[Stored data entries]
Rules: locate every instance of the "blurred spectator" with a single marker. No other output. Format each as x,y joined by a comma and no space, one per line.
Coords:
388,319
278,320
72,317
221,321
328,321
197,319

# Problem description
Your task is to reproduce all the data exactly as shown.

# Completed task
Rules: locate every instance of the "blurred spectator" with a single marker. No other output. Format each as x,y joined by a comma and no space, one per line.
Coords:
388,319
278,320
72,317
221,321
328,321
197,319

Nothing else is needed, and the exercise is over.